# Reading text:
28. The obligation to repay the amount so obtained shall be entirely
or partly remitted if there are reasons for such a measure in the
particular case.
29. Under Section 96 a of the 1973 Act, a decision by an unemployment
insurance fund shall be reconsidered at the request of the insured
person whom the decision concerns. According to Section 97, an appeal
may subsequently be lodged with the Labour Market Board.
The Labour Market Board (the AMS)
30. The unemployment insurance funds are supervised by the AMS. The
funds are obliged to let a representative of the AMS attend the
meetings of the fund as well as its board meetings. The AMS may issue
any reminders which may be called for with regard to the activities of
a fund. The AMS may also order a fund to take such corrective measures
as are necessary in order to comply with the applicable rules. Should
such an order not be complied with and if the contested conditions have
not been otherwise eliminated, the AMS may declare that the fund has
lost entirely or partly its right to State subsidies for a certain
period of time.
31. Until 1 July 1993, a decision by the AMS concerning a fund
member's entitlement to unemployment benefits could be appealed against
to the Supreme Insurance Court in accordance with Section 98 of the
1973 Act in its former wording.
The Supreme Insurance Court (the FÖD)
32. The FÖD was the last level of jurisdiction in legal proceedings
concerning inter alia social insurance cases and cases under the 1973
Act. The members of the FÖD were the president, four insurance judges
as a minimum and at least eight lay members. As a main rule, the FÖD
was competent to determine a case with five members. Three of those
members should be judges.
33. Cases concerning unemployment benefits were until 1 July 1993
dealt with by an unemployment insurance fund, the AMS and the FÖD. As
from that date, decisions in those cases are appealed from an
unemployment insurance fund to the AMS and then to a county
administrative court (länsrätt), an administrative court of appeal
(kammarrätt) and finally, until 1 July 1995, to the FÖD. In order to
have his or her case examined on the merits by the FÖD, a person had
to be granted leave to appeal. The FÖD ceased its activities on
1 July 1995, when its tasks were taken over by the Supreme
Administrative Court (Regeringsrätten).

# Written problem 1:
Select and copy each line in the records below that contains the word "lawn".

# Entries:
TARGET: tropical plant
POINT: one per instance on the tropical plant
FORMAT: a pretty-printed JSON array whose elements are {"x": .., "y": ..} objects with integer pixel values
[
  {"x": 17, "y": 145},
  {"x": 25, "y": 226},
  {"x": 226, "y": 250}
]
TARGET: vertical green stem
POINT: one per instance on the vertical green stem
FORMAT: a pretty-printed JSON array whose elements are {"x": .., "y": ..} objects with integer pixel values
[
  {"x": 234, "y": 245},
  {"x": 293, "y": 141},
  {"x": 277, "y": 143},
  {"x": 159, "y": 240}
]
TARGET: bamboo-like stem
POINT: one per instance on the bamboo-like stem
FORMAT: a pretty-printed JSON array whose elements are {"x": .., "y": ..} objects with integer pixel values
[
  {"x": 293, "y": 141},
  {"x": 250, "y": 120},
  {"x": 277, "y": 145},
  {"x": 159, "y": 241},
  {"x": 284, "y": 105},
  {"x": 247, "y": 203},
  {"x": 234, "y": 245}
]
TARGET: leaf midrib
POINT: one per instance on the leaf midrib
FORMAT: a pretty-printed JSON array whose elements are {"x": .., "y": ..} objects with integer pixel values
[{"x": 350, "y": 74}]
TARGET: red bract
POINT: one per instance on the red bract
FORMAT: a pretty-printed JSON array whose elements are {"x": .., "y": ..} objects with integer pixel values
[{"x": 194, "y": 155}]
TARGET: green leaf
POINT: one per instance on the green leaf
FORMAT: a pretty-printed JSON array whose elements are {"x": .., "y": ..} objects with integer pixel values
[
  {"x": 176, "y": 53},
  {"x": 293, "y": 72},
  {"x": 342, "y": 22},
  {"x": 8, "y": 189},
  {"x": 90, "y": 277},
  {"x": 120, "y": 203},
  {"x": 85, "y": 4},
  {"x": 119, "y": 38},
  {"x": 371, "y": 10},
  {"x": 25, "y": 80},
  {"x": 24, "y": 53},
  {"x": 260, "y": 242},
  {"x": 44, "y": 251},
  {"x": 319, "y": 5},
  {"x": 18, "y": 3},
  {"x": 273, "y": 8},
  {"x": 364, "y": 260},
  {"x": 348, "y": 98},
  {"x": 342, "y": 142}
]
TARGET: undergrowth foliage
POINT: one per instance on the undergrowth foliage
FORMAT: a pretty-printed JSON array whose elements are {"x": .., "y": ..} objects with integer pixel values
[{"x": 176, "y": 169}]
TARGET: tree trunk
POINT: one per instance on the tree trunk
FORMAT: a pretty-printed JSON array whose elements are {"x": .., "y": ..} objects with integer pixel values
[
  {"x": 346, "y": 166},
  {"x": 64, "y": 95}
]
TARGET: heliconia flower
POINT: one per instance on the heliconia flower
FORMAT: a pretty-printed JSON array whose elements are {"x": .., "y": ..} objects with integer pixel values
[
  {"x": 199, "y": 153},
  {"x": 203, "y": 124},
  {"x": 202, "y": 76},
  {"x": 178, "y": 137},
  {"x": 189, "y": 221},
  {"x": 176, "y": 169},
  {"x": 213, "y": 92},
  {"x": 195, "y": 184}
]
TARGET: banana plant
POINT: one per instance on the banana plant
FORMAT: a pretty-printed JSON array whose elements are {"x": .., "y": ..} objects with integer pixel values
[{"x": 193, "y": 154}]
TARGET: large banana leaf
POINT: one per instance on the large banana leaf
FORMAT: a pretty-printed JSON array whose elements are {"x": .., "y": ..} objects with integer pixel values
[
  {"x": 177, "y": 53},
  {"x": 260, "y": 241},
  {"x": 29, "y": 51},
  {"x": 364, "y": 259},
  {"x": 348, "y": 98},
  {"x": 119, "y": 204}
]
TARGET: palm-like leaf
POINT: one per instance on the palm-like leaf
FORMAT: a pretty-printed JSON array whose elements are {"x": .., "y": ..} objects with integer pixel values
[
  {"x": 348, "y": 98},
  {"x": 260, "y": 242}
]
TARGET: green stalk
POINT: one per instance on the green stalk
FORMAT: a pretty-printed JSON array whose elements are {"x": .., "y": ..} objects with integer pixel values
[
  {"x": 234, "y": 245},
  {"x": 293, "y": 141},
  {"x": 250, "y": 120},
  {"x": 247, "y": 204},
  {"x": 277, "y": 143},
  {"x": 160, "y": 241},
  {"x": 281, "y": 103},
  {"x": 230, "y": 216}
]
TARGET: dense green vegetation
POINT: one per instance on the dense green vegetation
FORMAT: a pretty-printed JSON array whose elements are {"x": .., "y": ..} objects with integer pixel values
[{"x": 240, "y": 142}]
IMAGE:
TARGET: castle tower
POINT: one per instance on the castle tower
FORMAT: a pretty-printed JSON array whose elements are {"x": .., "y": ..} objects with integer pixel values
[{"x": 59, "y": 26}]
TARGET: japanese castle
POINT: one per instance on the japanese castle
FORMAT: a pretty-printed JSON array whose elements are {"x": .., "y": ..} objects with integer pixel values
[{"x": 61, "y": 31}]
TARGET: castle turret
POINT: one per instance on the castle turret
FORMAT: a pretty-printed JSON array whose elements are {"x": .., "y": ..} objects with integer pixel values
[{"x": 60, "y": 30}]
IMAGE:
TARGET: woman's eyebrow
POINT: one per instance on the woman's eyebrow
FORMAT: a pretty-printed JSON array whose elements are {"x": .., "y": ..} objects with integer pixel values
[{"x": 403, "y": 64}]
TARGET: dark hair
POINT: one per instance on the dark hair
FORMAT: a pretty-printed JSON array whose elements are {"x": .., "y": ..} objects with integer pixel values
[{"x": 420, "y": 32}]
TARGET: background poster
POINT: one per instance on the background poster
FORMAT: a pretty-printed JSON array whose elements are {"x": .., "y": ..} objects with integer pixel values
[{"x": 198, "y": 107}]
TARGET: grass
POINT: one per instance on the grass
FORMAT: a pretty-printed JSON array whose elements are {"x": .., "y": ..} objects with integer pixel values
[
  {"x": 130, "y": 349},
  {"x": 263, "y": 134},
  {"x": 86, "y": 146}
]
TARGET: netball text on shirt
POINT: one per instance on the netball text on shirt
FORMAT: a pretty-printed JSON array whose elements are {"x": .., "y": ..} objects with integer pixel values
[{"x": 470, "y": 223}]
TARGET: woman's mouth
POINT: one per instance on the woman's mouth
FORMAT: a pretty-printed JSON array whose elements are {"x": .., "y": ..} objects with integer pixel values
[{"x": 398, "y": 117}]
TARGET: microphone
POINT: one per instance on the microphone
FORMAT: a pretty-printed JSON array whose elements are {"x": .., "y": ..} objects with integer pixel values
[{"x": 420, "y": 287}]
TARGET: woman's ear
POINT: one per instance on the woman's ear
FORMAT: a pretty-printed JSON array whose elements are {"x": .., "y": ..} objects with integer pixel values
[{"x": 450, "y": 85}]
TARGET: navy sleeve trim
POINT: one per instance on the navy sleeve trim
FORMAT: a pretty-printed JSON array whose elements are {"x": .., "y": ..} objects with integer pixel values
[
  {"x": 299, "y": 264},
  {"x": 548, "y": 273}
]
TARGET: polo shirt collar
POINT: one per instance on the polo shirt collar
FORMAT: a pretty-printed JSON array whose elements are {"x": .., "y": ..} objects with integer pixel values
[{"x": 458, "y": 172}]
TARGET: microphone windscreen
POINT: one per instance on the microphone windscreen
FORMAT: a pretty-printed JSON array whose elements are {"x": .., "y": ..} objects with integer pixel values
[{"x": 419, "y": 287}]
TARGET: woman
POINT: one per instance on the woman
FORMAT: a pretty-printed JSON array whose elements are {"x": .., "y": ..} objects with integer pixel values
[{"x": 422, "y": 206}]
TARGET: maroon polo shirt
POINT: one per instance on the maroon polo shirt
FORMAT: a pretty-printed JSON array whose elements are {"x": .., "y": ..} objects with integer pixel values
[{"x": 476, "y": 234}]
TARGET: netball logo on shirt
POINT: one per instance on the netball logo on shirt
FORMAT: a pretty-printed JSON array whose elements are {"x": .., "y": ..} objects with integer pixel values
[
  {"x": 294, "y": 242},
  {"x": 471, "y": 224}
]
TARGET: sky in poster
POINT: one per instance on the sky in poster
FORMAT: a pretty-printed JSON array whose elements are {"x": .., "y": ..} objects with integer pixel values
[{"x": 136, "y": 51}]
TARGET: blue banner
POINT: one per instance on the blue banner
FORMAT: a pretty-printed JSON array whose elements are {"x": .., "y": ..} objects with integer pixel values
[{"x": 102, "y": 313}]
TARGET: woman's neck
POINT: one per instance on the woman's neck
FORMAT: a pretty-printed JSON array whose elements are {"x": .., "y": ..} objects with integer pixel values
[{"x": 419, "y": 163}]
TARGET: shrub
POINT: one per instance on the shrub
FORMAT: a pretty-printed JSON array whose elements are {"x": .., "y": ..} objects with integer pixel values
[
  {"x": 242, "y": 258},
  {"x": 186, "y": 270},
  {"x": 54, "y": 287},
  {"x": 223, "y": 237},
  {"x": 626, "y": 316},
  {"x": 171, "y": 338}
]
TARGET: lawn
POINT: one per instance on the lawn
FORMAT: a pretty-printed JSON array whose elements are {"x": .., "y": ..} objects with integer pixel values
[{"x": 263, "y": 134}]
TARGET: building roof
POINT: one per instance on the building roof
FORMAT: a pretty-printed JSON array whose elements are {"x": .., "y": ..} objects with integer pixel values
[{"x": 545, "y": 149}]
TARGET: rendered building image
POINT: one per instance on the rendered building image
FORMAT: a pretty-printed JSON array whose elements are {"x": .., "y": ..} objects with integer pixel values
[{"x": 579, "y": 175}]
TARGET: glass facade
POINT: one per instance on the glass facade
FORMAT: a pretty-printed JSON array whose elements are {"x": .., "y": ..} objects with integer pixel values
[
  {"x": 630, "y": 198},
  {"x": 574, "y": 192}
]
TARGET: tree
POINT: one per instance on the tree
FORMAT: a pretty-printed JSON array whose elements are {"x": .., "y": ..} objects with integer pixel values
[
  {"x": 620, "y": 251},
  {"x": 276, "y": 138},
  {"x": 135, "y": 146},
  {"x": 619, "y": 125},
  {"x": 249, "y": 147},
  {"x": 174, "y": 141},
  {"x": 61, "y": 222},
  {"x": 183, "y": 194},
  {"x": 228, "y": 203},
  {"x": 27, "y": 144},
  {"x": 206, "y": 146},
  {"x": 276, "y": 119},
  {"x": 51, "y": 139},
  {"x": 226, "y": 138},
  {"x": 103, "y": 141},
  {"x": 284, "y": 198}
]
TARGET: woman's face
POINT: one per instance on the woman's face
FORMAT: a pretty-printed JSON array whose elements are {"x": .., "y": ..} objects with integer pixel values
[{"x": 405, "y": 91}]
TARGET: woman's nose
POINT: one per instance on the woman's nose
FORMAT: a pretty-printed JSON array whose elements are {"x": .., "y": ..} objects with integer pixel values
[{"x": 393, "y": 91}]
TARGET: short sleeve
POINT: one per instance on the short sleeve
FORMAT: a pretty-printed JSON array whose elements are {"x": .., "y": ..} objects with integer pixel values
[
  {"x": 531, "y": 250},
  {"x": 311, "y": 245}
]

# Written problem 2:
According to the passage on unemployment insurance appeals, on what date did the FÖD cease its activities?

# Problem solution 1:
TARGET: lawn
POINT: one per instance on the lawn

# Problem solution 2:
1 July 1995